*BRANO DEL DOCUMENTO*.
━━━━━━━━━━━━━━━━━━━━━━━━━━━━━━

Quaranta e l’ente che ha scritto la «lista nera»: ma l’ultima parola spetta agli Stati
Il bollettino dell’agenzia europea per la sicurezza aerea (Easa) che la Grecia ha utilizzato per introdurre misure di prevenzione nei confronti degli italiani è un documento di quattro pagine e un elenco delle aree «con un alto rischio di trasmissione del Covid-19». Nell’ultimo aggiornamento, il 14esimo, le zone italiane «attenzionate» — e i relativi aeroporti — sono quattro: Piemonte, Lombardia, Veneto ed Emilia-romagna. Un tempo, e parliamo di fine marzo, c’erano anche la Toscana e le Marche.
«Ma questa non è una black list, non prevede l’interdizione dei collegamenti da e per il Nord Italia», chiarisce al Corriere Alessio Quaranta, direttore generale del nostro Ente nazionale per l’aviazione civile (Enac) e membro del board direttivo dell’easa. «Quella lista nasce per raccogliere le informazioni provenienti dagli Stati e per indicare quelle che in un dato momento sono le zone più a rischio: tutto questo viene poi comunicato alle compagnie e agli aeroporti perché possano fare le loro valutazioni».

━━━━━━━━━━━━━━━━━━━━━━━━━━━━━━

*RACCOLTA DEI RECORD*.
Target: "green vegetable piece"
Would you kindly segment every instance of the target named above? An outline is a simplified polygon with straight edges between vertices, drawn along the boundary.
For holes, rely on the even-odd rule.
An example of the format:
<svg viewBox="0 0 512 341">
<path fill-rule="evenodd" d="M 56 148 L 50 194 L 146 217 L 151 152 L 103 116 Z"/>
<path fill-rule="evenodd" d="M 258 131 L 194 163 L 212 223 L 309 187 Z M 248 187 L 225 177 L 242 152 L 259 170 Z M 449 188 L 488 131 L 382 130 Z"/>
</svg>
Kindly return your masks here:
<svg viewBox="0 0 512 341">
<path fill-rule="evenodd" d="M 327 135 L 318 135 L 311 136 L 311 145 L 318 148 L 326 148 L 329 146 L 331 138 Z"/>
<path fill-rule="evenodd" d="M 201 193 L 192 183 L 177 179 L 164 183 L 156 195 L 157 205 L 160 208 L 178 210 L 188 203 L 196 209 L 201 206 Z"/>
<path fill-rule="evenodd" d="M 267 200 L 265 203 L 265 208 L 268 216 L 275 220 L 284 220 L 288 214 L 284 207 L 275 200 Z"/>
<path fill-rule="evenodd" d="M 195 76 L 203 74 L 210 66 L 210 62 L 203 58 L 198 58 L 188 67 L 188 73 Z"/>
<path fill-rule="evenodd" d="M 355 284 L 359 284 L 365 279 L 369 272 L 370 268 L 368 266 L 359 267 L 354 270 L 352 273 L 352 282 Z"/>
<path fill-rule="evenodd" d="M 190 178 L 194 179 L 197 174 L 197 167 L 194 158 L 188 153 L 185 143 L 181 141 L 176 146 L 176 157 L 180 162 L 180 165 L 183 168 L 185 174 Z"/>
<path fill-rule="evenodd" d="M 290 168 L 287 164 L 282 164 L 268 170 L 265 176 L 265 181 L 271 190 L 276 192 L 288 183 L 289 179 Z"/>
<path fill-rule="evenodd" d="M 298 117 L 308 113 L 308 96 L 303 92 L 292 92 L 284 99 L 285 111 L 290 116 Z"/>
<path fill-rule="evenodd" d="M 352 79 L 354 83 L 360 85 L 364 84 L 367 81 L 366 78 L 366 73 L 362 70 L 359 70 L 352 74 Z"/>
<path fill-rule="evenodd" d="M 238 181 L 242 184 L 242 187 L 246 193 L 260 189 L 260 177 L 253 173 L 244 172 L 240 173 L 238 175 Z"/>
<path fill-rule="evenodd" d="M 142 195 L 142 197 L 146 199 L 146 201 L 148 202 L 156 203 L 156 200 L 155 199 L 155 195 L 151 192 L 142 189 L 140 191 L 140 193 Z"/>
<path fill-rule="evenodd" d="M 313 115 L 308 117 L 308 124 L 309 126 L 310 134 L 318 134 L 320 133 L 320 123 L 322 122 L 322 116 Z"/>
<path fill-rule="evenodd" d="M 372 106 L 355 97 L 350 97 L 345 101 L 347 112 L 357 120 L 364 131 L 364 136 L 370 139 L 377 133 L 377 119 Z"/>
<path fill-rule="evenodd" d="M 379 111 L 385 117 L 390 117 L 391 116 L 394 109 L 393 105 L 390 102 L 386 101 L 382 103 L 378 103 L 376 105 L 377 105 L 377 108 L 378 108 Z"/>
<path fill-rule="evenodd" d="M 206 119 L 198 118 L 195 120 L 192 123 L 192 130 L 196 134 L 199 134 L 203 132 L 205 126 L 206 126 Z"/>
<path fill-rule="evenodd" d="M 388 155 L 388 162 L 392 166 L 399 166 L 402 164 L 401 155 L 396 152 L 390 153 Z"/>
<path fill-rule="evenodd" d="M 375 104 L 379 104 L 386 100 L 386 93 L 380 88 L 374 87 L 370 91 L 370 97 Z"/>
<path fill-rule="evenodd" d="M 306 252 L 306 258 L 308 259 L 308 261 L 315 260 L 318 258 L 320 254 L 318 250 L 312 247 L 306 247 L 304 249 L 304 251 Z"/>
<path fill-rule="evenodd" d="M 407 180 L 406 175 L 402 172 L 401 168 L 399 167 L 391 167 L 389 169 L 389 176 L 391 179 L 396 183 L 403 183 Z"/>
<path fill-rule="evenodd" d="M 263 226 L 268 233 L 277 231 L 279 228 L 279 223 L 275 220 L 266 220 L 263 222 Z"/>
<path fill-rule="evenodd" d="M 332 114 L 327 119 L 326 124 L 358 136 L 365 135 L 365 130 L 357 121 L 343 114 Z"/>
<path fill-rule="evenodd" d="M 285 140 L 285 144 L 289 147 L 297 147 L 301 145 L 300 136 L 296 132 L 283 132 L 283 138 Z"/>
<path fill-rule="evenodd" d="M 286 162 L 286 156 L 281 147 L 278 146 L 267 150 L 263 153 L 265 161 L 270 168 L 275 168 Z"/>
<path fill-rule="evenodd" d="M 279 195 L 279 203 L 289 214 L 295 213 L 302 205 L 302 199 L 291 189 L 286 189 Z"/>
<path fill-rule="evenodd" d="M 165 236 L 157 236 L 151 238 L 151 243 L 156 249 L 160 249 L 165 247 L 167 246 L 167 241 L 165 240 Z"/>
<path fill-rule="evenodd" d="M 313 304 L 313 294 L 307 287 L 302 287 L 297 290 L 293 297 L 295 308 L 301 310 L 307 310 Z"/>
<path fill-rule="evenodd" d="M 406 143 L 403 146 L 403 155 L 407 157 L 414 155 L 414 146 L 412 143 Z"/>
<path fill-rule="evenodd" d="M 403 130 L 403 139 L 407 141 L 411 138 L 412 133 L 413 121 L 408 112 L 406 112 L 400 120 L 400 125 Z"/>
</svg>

━━━━━━━━━━━━━━━━━━━━━━━━━━━━━━

*CONSEGNA DELL'ESERCIZIO*.
Nel brano sull'elenco dell'Easa riportato sopra, quali regioni italiane sono indicate nell'ultimo aggiornamento del bollettino? Elencale tutte.

*SOLUZIONE DEL COMPITO*.
Piemonte, Lombardia, Veneto, Emilia-romagna.